What is required
Use the entries below and reproduce exactly the lines from the one containing "point(264, 139)" down to the one containing "point(562, 147)", both of them included.

Supplied entries
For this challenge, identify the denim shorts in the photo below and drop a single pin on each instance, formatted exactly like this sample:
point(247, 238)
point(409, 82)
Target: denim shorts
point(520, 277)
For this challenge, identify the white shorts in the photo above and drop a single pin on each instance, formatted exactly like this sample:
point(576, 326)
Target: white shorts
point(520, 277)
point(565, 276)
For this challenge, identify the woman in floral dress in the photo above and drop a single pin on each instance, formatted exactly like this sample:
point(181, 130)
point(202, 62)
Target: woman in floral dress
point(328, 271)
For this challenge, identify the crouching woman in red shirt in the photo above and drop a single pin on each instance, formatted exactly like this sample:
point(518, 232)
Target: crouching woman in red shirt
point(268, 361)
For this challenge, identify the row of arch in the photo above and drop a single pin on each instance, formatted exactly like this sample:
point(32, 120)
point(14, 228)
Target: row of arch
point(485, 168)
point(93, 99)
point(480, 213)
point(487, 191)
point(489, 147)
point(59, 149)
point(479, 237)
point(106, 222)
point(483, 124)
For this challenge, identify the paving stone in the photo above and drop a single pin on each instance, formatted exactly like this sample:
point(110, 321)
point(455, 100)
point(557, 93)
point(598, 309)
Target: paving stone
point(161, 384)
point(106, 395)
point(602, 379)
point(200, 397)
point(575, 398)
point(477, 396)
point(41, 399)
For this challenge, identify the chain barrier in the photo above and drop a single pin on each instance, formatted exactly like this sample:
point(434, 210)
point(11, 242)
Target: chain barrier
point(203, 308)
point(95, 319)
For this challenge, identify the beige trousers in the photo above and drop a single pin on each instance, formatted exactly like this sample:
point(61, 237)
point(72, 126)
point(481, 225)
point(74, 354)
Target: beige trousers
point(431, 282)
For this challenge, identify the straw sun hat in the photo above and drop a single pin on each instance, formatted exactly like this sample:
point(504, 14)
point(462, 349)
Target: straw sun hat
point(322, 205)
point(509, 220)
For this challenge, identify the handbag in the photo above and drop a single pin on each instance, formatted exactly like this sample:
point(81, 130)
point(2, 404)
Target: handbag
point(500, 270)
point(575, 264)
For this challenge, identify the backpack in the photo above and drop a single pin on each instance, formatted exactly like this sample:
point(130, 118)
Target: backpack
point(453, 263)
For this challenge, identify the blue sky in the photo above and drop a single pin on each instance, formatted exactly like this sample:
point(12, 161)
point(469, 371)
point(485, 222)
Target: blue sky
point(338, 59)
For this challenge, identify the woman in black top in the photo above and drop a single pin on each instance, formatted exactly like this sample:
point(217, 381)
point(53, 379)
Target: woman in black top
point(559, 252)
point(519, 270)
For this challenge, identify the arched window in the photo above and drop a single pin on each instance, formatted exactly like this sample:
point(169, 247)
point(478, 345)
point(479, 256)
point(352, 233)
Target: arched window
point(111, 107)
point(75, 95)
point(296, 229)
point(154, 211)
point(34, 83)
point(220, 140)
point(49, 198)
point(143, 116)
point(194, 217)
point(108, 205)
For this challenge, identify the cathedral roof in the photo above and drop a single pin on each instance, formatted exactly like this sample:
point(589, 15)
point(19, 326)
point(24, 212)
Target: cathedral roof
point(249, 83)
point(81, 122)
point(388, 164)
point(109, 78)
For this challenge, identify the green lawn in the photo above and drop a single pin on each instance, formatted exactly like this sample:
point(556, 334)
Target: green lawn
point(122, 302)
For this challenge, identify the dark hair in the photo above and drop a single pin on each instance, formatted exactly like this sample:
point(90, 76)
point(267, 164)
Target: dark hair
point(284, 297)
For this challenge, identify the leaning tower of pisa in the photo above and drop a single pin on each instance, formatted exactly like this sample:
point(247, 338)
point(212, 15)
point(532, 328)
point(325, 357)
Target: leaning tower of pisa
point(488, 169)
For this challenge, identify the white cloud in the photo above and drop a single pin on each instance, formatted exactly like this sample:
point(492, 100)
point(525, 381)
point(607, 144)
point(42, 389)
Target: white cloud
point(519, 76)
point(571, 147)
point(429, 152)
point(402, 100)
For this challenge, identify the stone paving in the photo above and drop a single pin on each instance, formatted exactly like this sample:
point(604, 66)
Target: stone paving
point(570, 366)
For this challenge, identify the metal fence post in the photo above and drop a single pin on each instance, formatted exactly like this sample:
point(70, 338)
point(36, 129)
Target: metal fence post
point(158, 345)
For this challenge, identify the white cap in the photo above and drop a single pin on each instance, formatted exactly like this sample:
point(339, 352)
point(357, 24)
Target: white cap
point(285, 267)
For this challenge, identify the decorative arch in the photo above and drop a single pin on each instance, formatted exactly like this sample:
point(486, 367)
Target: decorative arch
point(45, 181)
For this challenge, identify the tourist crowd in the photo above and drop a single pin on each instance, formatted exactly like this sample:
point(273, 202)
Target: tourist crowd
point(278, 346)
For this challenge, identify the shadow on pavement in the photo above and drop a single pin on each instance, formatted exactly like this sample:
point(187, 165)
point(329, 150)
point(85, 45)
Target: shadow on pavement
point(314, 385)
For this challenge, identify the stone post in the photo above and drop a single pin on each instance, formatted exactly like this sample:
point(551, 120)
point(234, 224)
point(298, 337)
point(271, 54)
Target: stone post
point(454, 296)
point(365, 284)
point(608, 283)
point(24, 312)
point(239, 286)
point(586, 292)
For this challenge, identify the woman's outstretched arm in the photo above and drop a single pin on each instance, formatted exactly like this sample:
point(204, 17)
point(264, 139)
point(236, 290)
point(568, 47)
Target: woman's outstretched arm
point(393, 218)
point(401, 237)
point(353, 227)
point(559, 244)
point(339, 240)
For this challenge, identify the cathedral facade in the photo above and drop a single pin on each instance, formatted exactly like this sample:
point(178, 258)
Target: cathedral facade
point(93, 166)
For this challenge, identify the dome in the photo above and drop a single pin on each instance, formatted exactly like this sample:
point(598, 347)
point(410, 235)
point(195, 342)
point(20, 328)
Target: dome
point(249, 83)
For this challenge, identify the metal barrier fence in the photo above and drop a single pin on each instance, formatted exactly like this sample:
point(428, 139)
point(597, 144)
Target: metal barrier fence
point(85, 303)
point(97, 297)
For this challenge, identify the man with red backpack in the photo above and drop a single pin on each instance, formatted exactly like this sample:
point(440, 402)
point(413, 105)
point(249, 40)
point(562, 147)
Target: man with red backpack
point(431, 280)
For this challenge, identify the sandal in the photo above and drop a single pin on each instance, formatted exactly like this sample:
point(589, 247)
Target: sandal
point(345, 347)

Output below
point(264, 139)
point(236, 290)
point(568, 47)
Target: woman's outstretched arm
point(393, 218)
point(401, 237)
point(353, 227)
point(559, 244)
point(339, 240)
For this challenge, identify the cathedral facade in the photo above and drop a single pin on each instance, formatted exactly like this sample:
point(178, 258)
Target: cathedral facade
point(93, 166)
For this challenge, identify the dome in the photo above and drop a single pin on each instance, formatted exactly like this sample:
point(598, 347)
point(410, 235)
point(195, 342)
point(20, 328)
Target: dome
point(249, 83)
For this challenge, identify the metal barrier fence in the photo above and drop a single pin on each instance, formatted exactly like this sample:
point(428, 139)
point(597, 144)
Target: metal barrier fence
point(85, 303)
point(97, 297)
For this challenge, identify the man with red backpack in the photo above and drop a single pin on each instance, formatted exactly like this sample:
point(440, 402)
point(413, 105)
point(249, 40)
point(562, 147)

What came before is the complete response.